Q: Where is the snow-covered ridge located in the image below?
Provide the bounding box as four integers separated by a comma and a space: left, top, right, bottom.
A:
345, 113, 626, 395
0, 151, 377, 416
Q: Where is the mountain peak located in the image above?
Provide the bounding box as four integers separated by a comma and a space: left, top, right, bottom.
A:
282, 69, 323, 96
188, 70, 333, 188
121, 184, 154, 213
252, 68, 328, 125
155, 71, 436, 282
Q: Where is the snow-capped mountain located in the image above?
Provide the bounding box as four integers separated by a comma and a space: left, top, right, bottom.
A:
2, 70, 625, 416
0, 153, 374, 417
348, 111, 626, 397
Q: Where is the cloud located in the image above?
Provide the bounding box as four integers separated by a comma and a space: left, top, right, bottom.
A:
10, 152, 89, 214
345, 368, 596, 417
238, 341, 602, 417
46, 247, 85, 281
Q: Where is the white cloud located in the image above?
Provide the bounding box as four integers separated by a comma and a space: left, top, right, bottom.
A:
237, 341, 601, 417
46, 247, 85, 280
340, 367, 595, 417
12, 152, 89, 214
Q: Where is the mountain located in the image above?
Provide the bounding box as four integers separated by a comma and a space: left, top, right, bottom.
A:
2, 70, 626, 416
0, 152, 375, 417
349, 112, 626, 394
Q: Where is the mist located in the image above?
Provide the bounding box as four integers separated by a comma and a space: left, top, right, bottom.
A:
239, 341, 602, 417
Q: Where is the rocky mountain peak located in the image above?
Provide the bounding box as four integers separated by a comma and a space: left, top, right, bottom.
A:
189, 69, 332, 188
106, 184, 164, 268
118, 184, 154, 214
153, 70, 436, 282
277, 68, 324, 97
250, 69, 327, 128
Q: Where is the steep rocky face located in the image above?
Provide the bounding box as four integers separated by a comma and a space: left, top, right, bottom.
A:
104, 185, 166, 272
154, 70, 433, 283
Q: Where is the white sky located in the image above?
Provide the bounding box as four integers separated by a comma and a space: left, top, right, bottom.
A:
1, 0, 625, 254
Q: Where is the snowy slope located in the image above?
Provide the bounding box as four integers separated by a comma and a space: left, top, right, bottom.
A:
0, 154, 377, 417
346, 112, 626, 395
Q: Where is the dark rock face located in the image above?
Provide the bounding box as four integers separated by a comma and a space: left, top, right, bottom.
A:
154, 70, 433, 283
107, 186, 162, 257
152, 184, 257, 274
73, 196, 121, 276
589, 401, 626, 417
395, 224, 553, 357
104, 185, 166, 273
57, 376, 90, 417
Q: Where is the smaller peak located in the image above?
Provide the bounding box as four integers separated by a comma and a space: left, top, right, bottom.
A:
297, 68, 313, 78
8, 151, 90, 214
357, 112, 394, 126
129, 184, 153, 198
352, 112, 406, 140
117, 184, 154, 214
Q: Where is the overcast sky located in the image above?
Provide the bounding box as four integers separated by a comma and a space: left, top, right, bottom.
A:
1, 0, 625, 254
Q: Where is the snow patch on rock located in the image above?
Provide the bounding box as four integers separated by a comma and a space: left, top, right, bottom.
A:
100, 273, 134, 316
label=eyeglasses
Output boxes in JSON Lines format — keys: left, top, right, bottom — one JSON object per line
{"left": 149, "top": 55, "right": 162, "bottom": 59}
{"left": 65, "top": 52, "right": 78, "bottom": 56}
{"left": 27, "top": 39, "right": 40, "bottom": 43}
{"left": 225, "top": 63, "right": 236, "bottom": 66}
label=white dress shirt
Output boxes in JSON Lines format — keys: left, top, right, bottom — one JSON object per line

━━━━

Your assignment> Your answer should be the lines of the records that hold the string "peak".

Output below>
Q: Where is the mountain peak located in the image above?
Q: Where is the rocky mountain peak located in the image above?
Q: Where is the smaller peak located in the image above?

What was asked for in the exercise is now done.